- Problem requirements -
Please write out exactly the lines that begin at the line containing "the woman with" and run to the end of the records.

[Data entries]

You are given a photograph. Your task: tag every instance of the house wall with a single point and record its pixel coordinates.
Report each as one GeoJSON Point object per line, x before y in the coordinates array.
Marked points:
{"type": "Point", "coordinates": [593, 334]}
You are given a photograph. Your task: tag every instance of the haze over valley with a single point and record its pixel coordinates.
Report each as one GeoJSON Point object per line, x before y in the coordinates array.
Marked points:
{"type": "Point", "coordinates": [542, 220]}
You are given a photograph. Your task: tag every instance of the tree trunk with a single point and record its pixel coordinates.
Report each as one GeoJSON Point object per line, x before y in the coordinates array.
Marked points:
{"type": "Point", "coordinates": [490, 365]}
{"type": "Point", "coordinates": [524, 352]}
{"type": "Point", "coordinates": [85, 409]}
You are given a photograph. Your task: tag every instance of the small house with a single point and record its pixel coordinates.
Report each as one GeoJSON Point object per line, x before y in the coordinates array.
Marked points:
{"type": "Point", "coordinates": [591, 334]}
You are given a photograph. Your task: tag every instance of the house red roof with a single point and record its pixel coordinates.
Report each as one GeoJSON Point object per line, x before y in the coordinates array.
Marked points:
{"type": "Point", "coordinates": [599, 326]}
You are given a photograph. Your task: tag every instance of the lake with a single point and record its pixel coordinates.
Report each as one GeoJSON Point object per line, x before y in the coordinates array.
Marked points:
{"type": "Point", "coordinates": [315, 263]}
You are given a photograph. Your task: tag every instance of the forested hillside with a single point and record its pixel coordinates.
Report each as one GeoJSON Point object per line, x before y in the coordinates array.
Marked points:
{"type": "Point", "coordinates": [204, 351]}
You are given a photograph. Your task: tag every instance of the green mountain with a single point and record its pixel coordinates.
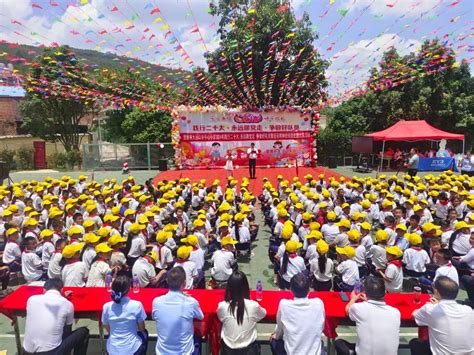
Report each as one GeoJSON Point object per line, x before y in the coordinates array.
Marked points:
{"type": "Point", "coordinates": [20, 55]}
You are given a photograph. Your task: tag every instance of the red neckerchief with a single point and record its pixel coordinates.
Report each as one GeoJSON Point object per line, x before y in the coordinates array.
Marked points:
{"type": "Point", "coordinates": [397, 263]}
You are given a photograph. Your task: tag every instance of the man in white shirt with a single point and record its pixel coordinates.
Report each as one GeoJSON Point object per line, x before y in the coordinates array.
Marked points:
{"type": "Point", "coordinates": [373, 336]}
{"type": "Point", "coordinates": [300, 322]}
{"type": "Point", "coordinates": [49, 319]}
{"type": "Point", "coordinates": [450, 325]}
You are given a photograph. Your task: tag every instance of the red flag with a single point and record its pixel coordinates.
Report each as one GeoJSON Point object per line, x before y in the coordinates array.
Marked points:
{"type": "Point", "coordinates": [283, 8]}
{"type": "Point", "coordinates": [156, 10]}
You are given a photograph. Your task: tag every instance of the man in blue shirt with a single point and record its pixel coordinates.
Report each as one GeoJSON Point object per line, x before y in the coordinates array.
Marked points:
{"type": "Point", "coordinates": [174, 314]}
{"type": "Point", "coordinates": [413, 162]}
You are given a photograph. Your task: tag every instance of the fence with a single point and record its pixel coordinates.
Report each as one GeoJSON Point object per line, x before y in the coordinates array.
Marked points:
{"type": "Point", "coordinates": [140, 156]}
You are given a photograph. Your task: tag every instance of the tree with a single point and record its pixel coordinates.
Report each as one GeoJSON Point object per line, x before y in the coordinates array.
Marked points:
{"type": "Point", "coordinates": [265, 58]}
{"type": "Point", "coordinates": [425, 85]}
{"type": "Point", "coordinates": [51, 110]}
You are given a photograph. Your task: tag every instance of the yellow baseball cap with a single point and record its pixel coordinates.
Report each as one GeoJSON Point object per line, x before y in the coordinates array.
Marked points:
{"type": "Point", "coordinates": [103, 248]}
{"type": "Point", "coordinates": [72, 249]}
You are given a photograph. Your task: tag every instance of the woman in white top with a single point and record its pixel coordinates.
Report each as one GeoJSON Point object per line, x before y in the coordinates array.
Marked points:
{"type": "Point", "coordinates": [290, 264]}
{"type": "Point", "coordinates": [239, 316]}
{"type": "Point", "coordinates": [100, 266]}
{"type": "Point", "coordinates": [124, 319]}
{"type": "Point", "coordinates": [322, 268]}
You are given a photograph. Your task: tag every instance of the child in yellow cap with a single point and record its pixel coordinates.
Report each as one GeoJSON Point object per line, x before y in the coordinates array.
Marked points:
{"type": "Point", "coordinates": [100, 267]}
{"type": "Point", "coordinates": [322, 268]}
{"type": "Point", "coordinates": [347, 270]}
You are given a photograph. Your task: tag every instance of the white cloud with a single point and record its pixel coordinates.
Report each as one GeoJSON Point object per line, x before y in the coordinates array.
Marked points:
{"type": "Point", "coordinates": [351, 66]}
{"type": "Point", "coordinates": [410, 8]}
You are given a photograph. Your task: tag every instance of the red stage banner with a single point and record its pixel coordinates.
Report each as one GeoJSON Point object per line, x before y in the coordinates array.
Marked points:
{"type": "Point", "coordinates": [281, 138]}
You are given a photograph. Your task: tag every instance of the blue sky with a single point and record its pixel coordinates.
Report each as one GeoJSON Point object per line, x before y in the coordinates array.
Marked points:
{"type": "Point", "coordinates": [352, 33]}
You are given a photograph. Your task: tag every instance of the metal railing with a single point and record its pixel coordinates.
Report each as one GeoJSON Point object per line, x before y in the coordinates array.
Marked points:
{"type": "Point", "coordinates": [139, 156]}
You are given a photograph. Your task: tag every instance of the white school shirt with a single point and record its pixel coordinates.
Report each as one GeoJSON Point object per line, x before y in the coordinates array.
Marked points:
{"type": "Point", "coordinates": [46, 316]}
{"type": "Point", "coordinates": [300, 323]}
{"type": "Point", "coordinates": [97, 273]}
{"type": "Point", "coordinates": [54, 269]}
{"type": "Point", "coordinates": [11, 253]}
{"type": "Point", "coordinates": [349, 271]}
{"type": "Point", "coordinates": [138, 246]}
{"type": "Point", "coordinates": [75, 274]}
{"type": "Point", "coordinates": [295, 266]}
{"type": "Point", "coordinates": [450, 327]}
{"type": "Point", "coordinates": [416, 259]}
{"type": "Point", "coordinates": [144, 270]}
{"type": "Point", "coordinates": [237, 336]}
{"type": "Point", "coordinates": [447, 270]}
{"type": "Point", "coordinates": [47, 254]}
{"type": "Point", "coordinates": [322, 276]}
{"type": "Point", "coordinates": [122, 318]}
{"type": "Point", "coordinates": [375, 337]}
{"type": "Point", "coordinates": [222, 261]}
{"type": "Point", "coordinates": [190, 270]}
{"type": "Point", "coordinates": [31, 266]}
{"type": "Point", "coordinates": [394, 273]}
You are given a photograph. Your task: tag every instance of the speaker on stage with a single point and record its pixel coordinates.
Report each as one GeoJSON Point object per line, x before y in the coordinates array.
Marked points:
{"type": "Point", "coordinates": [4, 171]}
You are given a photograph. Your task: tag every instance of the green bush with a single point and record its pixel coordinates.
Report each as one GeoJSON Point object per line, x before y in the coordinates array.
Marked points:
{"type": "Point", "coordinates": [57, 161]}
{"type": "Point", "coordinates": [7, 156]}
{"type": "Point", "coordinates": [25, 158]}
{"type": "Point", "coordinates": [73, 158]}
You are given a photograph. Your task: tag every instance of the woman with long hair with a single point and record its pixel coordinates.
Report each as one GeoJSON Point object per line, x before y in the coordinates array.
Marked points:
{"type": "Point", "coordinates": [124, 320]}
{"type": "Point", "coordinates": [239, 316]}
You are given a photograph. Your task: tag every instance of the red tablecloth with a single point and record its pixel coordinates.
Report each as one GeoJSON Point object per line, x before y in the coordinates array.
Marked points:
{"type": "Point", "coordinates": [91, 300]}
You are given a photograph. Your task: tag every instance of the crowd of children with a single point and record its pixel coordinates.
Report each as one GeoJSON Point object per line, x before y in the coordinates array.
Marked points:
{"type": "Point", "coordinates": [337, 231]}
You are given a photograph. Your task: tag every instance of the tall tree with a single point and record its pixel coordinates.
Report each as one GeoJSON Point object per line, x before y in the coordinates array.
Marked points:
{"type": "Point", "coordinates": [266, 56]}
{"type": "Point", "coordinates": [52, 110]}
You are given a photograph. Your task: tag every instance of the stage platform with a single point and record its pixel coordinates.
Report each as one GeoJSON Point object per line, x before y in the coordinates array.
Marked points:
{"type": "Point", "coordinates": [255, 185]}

- The response -
You are given a photograph. Your task: tag every instance of the woman with long hair with a single point and record its pixel coordinates.
Report each as one GeoJSON Point object per line, x before y in the coordinates array.
Marked points:
{"type": "Point", "coordinates": [124, 320]}
{"type": "Point", "coordinates": [239, 316]}
You are given a photograph. Your task: tag every instance of the red tablecloth with a single point and record its pixel coordinates.
Report each as one GeoJSON Point object per line, x before y in the coordinates array.
Marked points:
{"type": "Point", "coordinates": [91, 300]}
You are given a photograph. Your task: tag every instance of the crowd of children with a single point and record its pixel coordinates.
Report each as one GeoJSON Point object per line, x before y in the coordinates array.
Marked points:
{"type": "Point", "coordinates": [337, 231]}
You are given a photograph. Your task: tag every instance of the tall tree with a single point and record its pixel coordinates.
Report each as one GeoJSON Point object per line, x before y in the coordinates array.
Marked points:
{"type": "Point", "coordinates": [266, 56]}
{"type": "Point", "coordinates": [52, 110]}
You are given a photograph. Your task: tag every instance of the stage platform with a single point and record its pixel coordinates.
Report each as one GeoJSON Point object per line, x before y in the coordinates array.
Marked points:
{"type": "Point", "coordinates": [255, 185]}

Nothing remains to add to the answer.